**REQUIREMENT:** Pick out every line of the data below that contains the word "Exercise" and copy each one in full; capitalization must match.

**RECORDS FOR THIS TASK:**

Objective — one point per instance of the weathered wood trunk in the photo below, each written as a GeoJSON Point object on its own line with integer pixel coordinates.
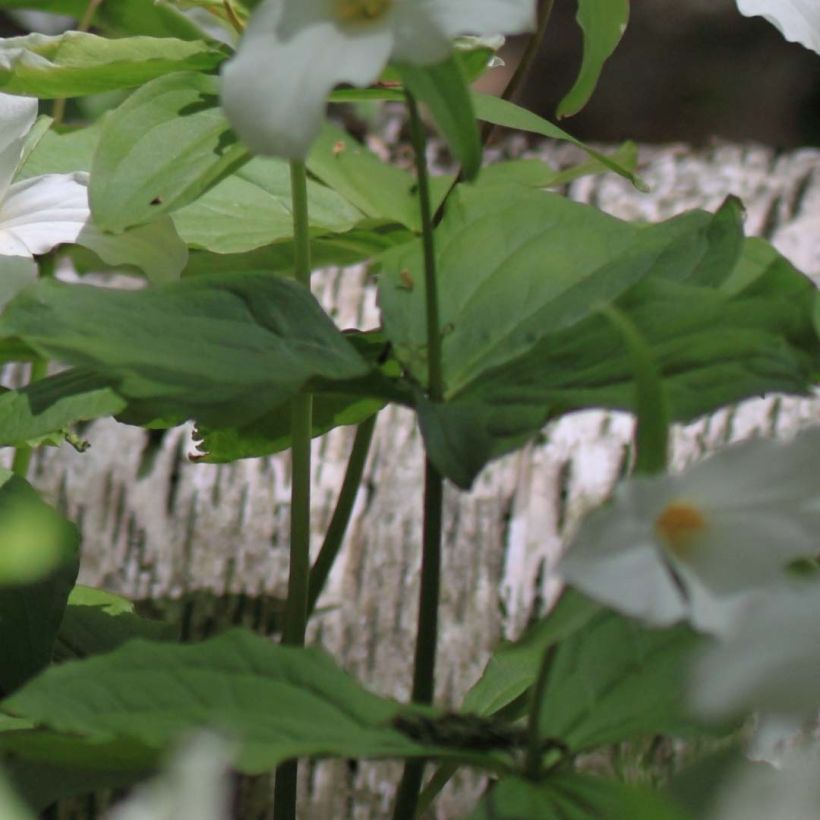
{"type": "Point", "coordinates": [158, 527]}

==

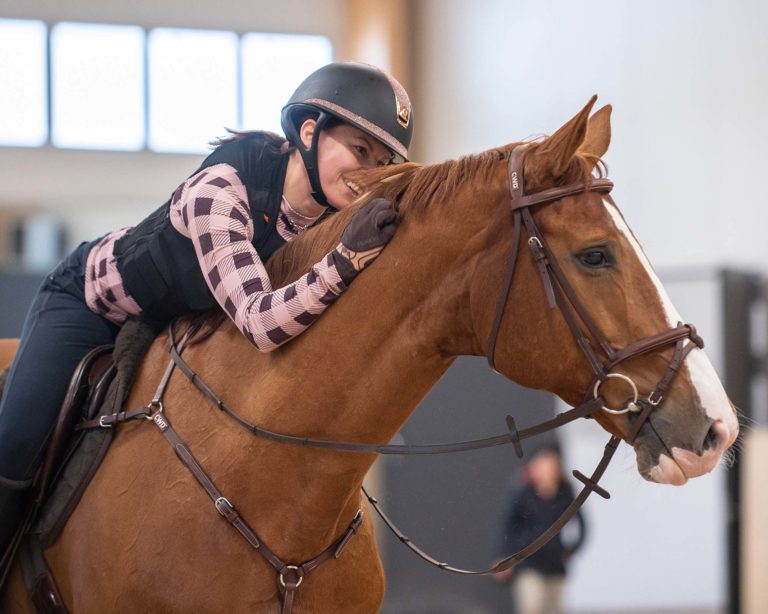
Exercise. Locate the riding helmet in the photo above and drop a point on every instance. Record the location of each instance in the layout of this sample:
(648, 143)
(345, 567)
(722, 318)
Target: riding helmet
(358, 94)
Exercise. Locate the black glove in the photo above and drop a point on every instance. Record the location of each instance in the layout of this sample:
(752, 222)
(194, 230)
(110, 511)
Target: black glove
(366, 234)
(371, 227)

**TASK SOLUTION:**
Exercise. Locate the riding helmet in the photo above and drop a point on every instance. Record the location of each instance in the layout of this sample:
Exercise. Locate the black glove in the photo above and drop a point on every instance. Record the location of each instance in the layout of this sample:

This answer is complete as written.